:: What the task requires ::
Quote the passage on walking in Wales word for word, starting at "While all the" and ending at "and Welsh culture.".

:: Selected passage ::
____________

An ancient land of high mountains and deep valleys, Wales is the perfect destination for a short break or weekend of walking
Home to majestic castles, quiet country churches and age-old farmsteads, the Welsh countryside is stunning. Explore on foot and you’ll also experience at close quarters braying seabirds, chirruping skylarks, and the magic of graceful red kites and buzzards floating on the fresh, clean air.
This country is surrounded by the sea on three sides, so it’s no surprise that its signature walk is the Wales Coast Path. But there are also three national trails that traverse equally dramatic landscapes. And we haven’t even mentioned Eryri (Snowdonia) and Bannau Brycheiniog (Brecon Beacons).
While all the trails are long-distance paths, you don’t have to walk them in one go to enjoy the best they have to offer. Choose a series of day walks and you can create an unforgettable long weekend of walks, fine food and Welsh culture.

____________

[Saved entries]
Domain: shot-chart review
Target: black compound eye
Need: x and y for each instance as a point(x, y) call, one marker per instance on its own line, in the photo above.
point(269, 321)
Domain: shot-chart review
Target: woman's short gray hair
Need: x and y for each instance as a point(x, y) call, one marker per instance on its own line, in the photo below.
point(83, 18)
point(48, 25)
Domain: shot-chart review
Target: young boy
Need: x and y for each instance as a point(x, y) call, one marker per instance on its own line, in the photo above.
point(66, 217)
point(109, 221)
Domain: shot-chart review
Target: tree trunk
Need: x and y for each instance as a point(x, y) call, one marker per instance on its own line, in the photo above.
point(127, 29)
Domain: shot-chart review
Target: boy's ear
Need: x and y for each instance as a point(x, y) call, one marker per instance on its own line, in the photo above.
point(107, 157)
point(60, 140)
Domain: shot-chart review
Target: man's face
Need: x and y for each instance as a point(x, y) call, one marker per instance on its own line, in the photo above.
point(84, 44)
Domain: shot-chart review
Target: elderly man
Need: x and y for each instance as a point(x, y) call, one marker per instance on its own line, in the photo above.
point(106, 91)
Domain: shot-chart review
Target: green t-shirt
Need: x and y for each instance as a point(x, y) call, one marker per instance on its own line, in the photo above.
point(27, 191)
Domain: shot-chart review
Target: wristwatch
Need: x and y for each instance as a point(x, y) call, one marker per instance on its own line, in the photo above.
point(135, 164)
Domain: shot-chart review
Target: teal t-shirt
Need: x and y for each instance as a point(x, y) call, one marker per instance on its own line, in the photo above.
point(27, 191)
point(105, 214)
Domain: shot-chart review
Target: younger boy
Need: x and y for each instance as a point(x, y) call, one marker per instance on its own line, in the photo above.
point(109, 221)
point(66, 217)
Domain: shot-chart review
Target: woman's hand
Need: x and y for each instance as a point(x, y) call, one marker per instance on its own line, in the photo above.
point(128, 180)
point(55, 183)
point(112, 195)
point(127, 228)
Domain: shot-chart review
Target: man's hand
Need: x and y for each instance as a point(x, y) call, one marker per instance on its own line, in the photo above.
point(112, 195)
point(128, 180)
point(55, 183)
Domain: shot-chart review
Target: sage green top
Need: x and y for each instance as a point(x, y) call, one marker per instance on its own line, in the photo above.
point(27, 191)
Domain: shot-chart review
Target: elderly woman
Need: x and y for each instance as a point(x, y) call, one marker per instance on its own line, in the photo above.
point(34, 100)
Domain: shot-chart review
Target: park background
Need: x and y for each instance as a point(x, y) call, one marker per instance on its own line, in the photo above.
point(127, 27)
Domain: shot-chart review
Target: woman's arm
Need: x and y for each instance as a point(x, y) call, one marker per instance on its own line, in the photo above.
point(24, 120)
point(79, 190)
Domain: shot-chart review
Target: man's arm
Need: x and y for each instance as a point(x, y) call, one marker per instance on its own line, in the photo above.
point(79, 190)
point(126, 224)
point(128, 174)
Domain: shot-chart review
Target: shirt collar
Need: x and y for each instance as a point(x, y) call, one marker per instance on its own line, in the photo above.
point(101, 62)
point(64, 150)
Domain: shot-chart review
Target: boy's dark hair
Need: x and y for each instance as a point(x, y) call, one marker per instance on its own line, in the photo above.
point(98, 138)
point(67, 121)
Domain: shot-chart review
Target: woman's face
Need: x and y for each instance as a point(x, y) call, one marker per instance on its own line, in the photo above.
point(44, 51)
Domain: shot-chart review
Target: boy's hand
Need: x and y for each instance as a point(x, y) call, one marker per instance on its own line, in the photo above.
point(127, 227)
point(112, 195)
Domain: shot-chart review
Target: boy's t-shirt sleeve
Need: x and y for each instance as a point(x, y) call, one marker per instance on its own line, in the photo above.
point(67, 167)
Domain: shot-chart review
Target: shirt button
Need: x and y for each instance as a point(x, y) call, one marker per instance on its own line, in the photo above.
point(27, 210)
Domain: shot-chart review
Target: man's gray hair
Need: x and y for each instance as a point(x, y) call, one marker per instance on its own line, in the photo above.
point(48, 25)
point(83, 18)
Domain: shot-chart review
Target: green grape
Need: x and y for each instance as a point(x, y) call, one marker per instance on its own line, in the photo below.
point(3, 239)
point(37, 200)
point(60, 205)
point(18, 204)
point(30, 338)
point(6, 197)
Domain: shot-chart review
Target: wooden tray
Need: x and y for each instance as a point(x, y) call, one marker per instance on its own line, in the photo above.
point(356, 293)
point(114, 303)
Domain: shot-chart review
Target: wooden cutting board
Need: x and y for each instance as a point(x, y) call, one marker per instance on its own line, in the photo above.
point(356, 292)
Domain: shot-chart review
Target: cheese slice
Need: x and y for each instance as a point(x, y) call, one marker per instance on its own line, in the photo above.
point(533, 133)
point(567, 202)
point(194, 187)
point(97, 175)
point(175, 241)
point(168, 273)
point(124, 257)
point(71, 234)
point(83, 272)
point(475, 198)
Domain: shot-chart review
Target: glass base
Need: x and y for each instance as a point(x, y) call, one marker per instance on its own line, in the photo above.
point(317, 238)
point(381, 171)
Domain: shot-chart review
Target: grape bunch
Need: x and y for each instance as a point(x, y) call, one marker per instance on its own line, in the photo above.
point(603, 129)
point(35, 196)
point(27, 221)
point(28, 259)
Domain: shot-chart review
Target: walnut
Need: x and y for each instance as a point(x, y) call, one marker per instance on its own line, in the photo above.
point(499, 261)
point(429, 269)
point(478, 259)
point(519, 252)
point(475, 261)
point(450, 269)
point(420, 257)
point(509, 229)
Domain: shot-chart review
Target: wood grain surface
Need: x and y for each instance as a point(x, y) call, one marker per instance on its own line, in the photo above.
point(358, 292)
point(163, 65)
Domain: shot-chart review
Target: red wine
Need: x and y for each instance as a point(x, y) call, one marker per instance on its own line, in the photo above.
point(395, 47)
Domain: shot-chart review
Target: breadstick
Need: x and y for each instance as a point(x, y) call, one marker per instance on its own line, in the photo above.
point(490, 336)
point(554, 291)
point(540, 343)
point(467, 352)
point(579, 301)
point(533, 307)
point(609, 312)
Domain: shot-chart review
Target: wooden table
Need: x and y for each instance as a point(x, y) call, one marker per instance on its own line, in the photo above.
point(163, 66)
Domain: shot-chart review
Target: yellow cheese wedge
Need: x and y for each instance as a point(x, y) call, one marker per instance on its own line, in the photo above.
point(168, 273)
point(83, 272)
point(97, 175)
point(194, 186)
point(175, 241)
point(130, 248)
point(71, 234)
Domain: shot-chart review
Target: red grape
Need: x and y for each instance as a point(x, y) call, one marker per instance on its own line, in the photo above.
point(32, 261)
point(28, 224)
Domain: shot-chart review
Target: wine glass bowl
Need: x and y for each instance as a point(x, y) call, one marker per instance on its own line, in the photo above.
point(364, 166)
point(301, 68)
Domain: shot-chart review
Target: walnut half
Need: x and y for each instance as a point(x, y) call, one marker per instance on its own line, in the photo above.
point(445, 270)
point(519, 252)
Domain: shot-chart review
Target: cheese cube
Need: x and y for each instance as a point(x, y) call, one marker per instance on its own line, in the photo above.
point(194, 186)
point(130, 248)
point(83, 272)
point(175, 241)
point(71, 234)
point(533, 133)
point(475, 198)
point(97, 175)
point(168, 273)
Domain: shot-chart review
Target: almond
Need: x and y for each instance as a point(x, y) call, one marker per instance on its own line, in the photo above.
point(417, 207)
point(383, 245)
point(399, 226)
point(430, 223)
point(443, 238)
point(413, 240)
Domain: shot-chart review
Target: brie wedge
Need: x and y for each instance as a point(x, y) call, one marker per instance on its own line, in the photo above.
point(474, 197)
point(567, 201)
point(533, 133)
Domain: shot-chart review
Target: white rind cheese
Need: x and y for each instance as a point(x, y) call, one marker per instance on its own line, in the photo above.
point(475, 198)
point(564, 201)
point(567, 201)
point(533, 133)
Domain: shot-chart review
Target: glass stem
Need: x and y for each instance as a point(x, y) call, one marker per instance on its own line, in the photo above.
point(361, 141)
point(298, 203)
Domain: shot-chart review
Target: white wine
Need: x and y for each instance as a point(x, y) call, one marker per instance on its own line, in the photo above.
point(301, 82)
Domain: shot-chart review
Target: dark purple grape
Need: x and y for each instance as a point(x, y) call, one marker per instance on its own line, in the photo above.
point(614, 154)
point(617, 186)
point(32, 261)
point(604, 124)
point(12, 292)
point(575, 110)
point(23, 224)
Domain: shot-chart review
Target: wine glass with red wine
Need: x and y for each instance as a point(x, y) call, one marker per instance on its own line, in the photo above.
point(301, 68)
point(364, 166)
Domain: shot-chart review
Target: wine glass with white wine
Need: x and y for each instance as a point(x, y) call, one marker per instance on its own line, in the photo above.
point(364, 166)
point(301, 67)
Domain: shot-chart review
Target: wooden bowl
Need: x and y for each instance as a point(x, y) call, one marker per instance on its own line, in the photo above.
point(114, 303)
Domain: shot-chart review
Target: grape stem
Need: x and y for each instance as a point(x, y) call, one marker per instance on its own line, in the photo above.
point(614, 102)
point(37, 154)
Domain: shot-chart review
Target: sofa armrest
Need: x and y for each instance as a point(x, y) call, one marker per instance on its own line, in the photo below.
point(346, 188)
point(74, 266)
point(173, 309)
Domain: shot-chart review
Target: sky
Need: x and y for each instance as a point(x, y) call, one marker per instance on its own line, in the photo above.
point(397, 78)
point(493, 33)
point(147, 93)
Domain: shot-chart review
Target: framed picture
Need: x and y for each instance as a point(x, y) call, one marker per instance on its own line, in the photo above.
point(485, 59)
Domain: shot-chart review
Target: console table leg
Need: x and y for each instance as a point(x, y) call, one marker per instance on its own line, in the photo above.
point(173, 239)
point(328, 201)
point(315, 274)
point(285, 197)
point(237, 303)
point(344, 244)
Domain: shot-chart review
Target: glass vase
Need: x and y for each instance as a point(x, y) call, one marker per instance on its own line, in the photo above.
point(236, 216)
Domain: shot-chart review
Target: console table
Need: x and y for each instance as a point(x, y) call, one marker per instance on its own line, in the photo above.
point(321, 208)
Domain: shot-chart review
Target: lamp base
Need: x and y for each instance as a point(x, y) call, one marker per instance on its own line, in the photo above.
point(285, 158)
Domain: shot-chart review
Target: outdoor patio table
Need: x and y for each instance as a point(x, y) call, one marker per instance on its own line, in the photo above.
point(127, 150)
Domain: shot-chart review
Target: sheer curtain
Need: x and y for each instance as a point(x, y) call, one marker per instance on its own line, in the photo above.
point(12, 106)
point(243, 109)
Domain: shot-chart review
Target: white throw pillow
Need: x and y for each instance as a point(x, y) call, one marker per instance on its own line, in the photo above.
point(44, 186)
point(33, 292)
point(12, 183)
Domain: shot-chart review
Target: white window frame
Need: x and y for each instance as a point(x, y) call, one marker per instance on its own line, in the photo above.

____________

:: Answer space ::
While all the trails are long-distance paths, you don’t have to walk them in one go to enjoy the best they have to offer. Choose a series of day walks and you can create an unforgettable long weekend of walks, fine food and Welsh culture.